───── Given records ─────

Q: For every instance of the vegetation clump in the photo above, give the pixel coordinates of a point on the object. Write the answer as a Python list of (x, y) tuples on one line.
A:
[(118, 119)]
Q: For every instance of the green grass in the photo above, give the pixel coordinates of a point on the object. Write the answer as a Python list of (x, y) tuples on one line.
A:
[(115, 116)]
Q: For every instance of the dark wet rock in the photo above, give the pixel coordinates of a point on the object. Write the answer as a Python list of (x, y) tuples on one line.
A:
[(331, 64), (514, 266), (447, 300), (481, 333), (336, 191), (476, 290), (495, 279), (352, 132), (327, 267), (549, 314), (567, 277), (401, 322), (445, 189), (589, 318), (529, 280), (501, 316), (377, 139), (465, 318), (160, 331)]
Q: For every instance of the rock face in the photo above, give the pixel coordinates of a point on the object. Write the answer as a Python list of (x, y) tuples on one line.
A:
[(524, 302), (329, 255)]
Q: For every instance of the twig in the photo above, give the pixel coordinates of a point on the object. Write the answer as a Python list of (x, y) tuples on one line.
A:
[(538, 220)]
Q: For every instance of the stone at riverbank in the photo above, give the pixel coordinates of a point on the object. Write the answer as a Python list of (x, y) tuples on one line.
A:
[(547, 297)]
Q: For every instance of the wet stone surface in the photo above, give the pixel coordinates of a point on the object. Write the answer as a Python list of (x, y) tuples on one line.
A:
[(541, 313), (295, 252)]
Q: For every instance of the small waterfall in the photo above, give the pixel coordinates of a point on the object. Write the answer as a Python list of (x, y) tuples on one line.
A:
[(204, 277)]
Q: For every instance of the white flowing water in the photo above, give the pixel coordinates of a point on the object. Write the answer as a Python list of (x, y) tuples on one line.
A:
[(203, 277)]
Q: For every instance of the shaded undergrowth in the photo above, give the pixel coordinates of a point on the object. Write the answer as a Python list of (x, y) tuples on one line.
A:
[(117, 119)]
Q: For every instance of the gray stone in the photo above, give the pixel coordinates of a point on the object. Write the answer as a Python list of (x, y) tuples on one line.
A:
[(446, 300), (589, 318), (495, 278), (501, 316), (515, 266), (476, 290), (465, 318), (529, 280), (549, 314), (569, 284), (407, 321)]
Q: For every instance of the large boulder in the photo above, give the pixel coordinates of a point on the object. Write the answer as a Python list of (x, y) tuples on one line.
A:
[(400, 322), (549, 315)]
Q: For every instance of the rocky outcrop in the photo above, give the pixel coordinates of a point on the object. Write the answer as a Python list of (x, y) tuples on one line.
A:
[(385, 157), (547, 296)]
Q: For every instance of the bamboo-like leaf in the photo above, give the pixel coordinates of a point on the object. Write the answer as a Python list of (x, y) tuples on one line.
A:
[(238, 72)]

─────

What you should do. Rewrite the items from the start through the line containing "[(538, 220)]", replacing "tuples" with "pairs" and leaving everything else unchanged.

Exercise result.
Q: For every instance of the vegetation clump in the photo above, give the pixel coordinates of a point on the object. Write the answer as a Python list of (x, y) pairs on one line.
A:
[(118, 119)]
Q: For every instance of the green grass in the photo above, give the pixel coordinates of a point on the object. Write the answer as a Python list of (x, y) pairs on one line.
A:
[(115, 116)]
Q: For every instance of the dark wet rock in the photo above, give the pixel coordinates of a point on the object. Write the answer as a Python list of (x, y) pairs on one line.
A:
[(331, 64), (514, 266), (447, 300), (481, 333), (336, 191), (476, 290), (495, 279), (352, 132), (327, 267), (549, 314), (567, 277), (401, 322), (445, 189), (589, 318), (529, 280), (501, 316), (377, 139), (465, 318), (160, 331)]
Q: For every instance of the rock face in the photo above, give the pixel coordinates of a point on the object. Write the answer as a Python list of (x, y) pairs on one line.
A:
[(524, 302), (329, 255)]
Q: For every instance of the twig in the photo above, give the pixel coordinates of a point on the object. Write the answer as a Python list of (x, y) pairs on one line.
A:
[(538, 220)]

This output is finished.